Saved entries:
====================
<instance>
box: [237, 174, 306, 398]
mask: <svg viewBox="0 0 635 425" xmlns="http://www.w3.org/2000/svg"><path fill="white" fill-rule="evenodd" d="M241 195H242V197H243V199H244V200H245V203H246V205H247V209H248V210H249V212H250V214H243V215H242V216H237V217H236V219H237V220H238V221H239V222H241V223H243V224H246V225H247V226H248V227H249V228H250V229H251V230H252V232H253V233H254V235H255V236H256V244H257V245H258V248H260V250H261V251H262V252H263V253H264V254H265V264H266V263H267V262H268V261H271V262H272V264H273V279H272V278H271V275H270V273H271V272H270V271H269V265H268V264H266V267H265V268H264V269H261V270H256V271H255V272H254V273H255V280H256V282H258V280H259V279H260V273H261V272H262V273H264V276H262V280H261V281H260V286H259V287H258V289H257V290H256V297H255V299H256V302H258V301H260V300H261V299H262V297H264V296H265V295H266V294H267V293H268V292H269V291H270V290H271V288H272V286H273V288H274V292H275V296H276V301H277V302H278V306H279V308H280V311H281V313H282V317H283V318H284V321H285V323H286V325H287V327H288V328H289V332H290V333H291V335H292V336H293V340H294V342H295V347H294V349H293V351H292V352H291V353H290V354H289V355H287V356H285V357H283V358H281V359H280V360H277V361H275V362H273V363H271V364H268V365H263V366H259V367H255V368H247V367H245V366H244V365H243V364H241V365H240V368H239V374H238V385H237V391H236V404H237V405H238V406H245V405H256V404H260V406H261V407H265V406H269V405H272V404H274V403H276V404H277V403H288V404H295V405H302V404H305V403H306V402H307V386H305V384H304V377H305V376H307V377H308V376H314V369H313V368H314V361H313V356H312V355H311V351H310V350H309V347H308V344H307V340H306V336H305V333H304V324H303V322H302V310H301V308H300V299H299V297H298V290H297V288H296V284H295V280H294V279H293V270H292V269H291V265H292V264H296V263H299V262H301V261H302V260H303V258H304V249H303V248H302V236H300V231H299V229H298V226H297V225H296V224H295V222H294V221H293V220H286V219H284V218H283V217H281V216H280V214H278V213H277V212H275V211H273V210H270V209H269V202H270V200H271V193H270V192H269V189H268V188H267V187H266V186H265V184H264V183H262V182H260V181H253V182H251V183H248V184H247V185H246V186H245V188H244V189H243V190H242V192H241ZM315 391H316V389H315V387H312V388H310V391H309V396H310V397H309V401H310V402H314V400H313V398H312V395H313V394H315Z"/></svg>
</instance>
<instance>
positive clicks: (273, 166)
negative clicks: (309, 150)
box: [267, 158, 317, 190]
====================
#### [WORK INSTRUCTIONS]
Give the lines again, exactly as they stand, from the beginning of the data through the line with "</instance>".

#### [ANSWER FOR THIS EXERCISE]
<instance>
box: [237, 174, 306, 398]
mask: <svg viewBox="0 0 635 425" xmlns="http://www.w3.org/2000/svg"><path fill="white" fill-rule="evenodd" d="M241 195H242V197H243V199H244V200H245V203H246V205H247V209H248V210H249V212H250V214H243V215H242V216H237V217H236V219H237V220H238V221H239V222H241V223H243V224H246V225H247V226H248V227H249V228H250V229H251V230H252V232H253V233H254V235H255V236H256V244H257V245H258V248H260V250H261V251H262V252H263V253H264V254H265V264H266V263H267V262H268V261H271V262H272V264H273V279H272V278H271V275H270V273H271V272H270V271H269V265H268V264H266V267H265V268H264V269H261V270H256V271H255V272H254V273H255V280H256V282H258V280H259V279H260V273H261V272H262V273H264V276H262V280H261V281H260V286H259V287H258V289H257V290H256V297H255V299H256V302H258V301H260V300H261V299H262V297H264V296H265V295H266V294H267V293H268V292H269V291H270V290H271V288H272V286H273V288H274V292H275V296H276V301H277V302H278V306H279V308H280V311H281V313H282V317H283V318H284V321H285V323H286V325H287V327H288V328H289V332H290V333H291V335H292V336H293V340H294V342H295V347H294V349H293V351H292V352H291V353H290V354H289V355H287V356H285V357H283V358H281V359H280V360H277V361H275V362H273V363H271V364H268V365H263V366H259V367H255V368H247V367H245V366H244V365H243V364H241V365H240V368H239V374H238V385H237V391H236V404H237V405H238V406H245V405H256V404H260V406H261V407H265V406H269V405H272V404H274V403H276V404H277V403H288V404H295V405H302V404H305V403H306V402H307V386H305V384H304V377H305V376H307V377H308V376H314V369H313V368H314V361H313V356H312V355H311V351H310V350H309V347H308V344H307V340H306V336H305V333H304V324H303V322H302V310H301V308H300V299H299V297H298V290H297V288H296V284H295V280H294V279H293V270H292V269H291V265H292V264H296V263H299V262H301V261H302V260H303V258H304V249H303V248H302V236H300V231H299V229H298V226H297V225H296V224H295V222H294V221H293V220H286V219H284V218H283V217H281V216H280V214H278V213H277V212H275V211H273V210H270V209H269V202H270V200H271V193H270V192H269V189H268V188H267V187H266V186H265V184H264V183H262V182H260V181H253V182H251V183H248V184H247V185H246V186H245V188H244V189H243V190H242V192H241ZM315 391H316V389H315V387H312V388H310V391H309V396H310V397H309V401H310V402H314V400H313V398H312V395H313V394H315Z"/></svg>
</instance>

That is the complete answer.